▶ Work instruction: Repeat the records below word for word, but start at the line that contains "Could you point out the woman in zebra", stop after the last line, and include nothing else.

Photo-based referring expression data
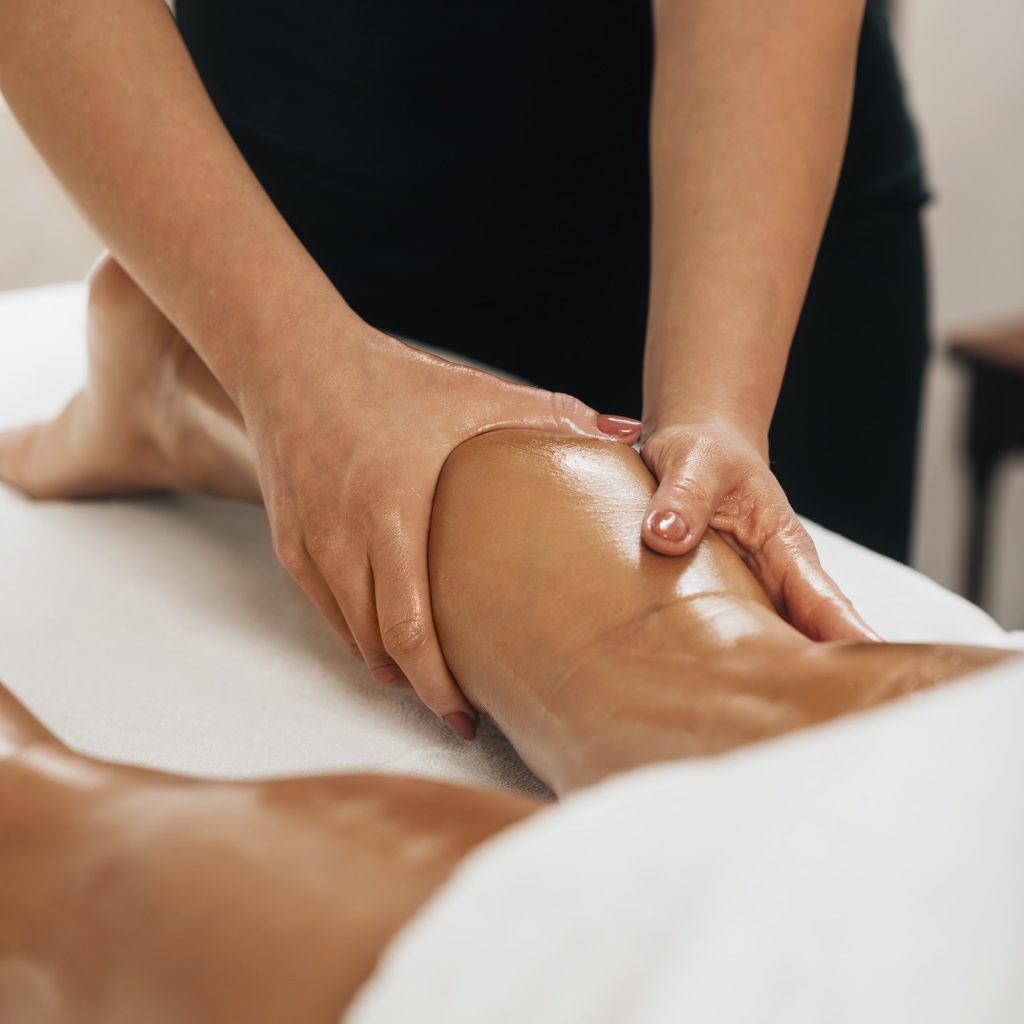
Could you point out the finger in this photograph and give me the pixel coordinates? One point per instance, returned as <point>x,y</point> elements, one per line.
<point>401,593</point>
<point>356,600</point>
<point>788,567</point>
<point>678,513</point>
<point>563,414</point>
<point>301,567</point>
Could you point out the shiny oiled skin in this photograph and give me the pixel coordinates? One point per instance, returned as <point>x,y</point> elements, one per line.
<point>595,654</point>
<point>128,895</point>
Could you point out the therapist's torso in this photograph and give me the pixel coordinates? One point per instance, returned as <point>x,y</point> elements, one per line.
<point>467,171</point>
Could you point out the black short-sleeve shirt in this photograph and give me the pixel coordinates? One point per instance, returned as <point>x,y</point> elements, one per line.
<point>474,174</point>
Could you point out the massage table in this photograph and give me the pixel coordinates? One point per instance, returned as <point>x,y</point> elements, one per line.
<point>803,872</point>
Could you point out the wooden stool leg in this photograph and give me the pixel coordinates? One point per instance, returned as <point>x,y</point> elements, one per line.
<point>978,516</point>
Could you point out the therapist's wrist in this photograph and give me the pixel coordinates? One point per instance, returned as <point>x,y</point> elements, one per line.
<point>699,419</point>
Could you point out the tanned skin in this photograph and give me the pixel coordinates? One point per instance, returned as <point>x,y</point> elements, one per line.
<point>134,895</point>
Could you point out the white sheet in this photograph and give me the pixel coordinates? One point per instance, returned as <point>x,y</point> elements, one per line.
<point>864,871</point>
<point>162,631</point>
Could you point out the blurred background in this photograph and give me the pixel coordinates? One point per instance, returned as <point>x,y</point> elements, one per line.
<point>965,73</point>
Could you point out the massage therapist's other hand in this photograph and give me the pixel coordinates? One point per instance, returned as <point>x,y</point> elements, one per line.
<point>350,433</point>
<point>715,473</point>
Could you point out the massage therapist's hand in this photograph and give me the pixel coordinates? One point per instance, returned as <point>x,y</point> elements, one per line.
<point>350,436</point>
<point>717,474</point>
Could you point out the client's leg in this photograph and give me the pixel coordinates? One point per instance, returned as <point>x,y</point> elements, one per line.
<point>592,653</point>
<point>130,896</point>
<point>595,654</point>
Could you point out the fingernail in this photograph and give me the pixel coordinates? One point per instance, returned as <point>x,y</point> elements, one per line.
<point>461,724</point>
<point>621,426</point>
<point>669,525</point>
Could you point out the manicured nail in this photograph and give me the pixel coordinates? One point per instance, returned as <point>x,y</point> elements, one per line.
<point>621,426</point>
<point>669,525</point>
<point>461,724</point>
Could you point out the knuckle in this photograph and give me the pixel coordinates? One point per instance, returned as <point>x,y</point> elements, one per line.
<point>689,492</point>
<point>291,554</point>
<point>406,637</point>
<point>564,408</point>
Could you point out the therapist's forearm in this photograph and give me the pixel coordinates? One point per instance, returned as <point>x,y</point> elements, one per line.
<point>109,94</point>
<point>749,122</point>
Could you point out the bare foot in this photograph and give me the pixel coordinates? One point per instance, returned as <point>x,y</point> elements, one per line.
<point>130,895</point>
<point>151,416</point>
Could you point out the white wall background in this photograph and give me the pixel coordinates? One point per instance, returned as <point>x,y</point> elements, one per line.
<point>965,68</point>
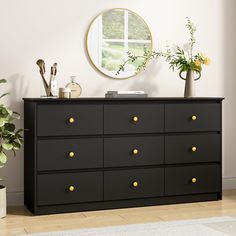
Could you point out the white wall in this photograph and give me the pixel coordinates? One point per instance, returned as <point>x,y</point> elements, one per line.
<point>55,31</point>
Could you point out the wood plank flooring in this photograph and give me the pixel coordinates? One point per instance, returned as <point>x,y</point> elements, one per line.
<point>19,220</point>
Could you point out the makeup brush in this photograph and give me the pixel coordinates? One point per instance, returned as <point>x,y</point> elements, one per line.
<point>41,65</point>
<point>55,68</point>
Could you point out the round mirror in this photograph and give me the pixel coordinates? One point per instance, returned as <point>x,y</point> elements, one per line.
<point>113,34</point>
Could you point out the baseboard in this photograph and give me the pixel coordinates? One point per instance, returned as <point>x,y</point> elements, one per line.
<point>229,183</point>
<point>17,198</point>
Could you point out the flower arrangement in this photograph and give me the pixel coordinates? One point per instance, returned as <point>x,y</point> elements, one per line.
<point>182,59</point>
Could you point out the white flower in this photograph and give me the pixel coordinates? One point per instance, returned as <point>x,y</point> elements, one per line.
<point>175,48</point>
<point>187,47</point>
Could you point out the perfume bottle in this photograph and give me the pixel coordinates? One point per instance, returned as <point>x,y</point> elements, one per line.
<point>75,87</point>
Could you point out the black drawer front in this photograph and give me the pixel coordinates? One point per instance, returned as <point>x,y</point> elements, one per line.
<point>181,117</point>
<point>120,119</point>
<point>70,154</point>
<point>180,180</point>
<point>192,148</point>
<point>119,184</point>
<point>133,151</point>
<point>53,189</point>
<point>55,120</point>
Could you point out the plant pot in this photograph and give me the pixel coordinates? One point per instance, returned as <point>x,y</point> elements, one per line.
<point>189,90</point>
<point>3,202</point>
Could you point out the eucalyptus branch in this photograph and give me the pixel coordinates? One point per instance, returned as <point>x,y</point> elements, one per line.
<point>176,58</point>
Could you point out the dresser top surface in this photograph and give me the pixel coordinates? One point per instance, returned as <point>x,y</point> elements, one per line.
<point>46,99</point>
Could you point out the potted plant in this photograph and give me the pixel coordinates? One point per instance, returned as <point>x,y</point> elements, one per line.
<point>182,59</point>
<point>11,140</point>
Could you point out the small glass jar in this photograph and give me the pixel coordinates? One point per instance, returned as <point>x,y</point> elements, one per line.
<point>76,89</point>
<point>64,92</point>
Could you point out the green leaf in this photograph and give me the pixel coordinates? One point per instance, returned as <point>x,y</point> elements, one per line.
<point>2,122</point>
<point>3,95</point>
<point>3,158</point>
<point>16,145</point>
<point>7,146</point>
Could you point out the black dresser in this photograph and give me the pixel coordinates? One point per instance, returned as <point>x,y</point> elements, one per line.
<point>97,153</point>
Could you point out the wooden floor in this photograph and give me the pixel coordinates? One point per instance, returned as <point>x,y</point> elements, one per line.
<point>19,220</point>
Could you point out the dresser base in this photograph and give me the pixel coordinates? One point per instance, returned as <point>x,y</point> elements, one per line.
<point>52,209</point>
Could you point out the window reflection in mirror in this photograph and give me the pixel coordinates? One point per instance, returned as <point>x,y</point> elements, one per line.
<point>111,35</point>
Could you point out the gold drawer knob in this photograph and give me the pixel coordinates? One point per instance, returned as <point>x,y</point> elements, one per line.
<point>135,151</point>
<point>71,154</point>
<point>194,117</point>
<point>135,119</point>
<point>71,120</point>
<point>71,188</point>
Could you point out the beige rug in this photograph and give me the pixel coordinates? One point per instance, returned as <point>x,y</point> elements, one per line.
<point>217,226</point>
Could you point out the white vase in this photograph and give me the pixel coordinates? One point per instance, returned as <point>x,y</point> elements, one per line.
<point>3,202</point>
<point>189,90</point>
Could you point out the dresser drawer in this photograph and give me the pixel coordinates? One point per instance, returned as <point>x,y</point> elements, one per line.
<point>192,148</point>
<point>137,183</point>
<point>69,188</point>
<point>192,179</point>
<point>133,118</point>
<point>70,154</point>
<point>69,119</point>
<point>192,117</point>
<point>133,151</point>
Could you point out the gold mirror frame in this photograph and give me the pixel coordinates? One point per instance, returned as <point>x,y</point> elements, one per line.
<point>87,42</point>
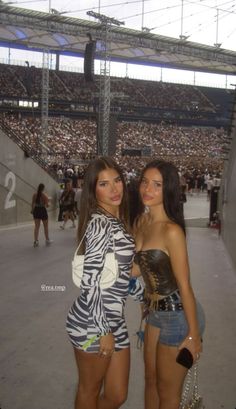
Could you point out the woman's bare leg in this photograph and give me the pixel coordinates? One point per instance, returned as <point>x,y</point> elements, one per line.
<point>116,381</point>
<point>36,229</point>
<point>150,360</point>
<point>92,369</point>
<point>170,377</point>
<point>45,225</point>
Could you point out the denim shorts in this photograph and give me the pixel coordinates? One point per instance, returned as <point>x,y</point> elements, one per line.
<point>173,324</point>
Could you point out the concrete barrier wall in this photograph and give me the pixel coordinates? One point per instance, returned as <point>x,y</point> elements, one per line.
<point>19,179</point>
<point>228,206</point>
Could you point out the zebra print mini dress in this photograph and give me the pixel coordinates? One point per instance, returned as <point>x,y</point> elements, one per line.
<point>97,311</point>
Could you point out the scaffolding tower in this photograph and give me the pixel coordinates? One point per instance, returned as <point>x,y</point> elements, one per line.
<point>104,86</point>
<point>44,102</point>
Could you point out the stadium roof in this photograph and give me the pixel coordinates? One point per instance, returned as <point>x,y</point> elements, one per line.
<point>35,30</point>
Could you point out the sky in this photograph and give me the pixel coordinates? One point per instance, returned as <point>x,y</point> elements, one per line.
<point>202,21</point>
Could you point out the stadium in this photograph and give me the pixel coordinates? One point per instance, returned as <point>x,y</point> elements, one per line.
<point>54,121</point>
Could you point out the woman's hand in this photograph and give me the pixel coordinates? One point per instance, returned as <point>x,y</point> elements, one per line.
<point>193,344</point>
<point>107,345</point>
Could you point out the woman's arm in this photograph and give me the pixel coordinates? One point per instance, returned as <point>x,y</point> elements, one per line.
<point>97,240</point>
<point>33,202</point>
<point>177,248</point>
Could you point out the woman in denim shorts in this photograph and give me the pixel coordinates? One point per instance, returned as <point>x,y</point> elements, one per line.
<point>175,319</point>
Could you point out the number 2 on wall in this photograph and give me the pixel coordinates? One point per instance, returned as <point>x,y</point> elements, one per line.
<point>10,182</point>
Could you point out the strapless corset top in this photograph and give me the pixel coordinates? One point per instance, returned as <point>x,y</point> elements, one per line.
<point>157,272</point>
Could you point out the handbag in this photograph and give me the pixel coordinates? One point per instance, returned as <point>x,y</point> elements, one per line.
<point>190,395</point>
<point>109,273</point>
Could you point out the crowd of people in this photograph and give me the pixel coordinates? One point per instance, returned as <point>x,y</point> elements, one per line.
<point>22,81</point>
<point>72,143</point>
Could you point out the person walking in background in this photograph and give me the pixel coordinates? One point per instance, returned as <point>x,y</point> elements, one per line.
<point>40,203</point>
<point>95,322</point>
<point>175,320</point>
<point>67,203</point>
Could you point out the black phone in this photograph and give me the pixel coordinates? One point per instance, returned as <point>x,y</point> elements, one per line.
<point>185,358</point>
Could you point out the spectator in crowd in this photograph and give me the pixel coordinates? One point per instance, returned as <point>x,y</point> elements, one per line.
<point>39,206</point>
<point>67,202</point>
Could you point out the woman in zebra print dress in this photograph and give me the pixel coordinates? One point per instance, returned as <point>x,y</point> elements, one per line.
<point>95,323</point>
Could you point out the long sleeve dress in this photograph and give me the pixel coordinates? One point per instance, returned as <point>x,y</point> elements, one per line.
<point>97,311</point>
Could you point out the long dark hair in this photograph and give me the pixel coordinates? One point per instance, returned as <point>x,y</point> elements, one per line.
<point>171,190</point>
<point>88,202</point>
<point>39,192</point>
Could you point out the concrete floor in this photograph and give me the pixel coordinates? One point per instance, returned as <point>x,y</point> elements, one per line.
<point>37,369</point>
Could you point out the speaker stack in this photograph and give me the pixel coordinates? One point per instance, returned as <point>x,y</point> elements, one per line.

▶ Worked solution:
Could you point out the woman in zebra print dress in this photograph and give me the pixel coordinates? One point per instance, returned as <point>x,y</point> elements, one per line.
<point>95,323</point>
Could you point out the long sleeve dress in this photograph and give me the pixel coordinates? One point per instance, returned as <point>x,y</point> elements, one per line.
<point>97,311</point>
Could you point out the long dark hair in this photograph and give me the pixel coordinates? One point per instance, returned as <point>x,y</point> elements, one per line.
<point>171,190</point>
<point>88,202</point>
<point>39,192</point>
Could you point out the concrete floor in this photograph and give me the pixel coordinates? One point per instance, returned as <point>x,y</point> elements, one per line.
<point>37,369</point>
Could you point out the speaker stack in this photograph and give me the pixel coordinates? One point per instance, returned as <point>x,y</point> elements, one per line.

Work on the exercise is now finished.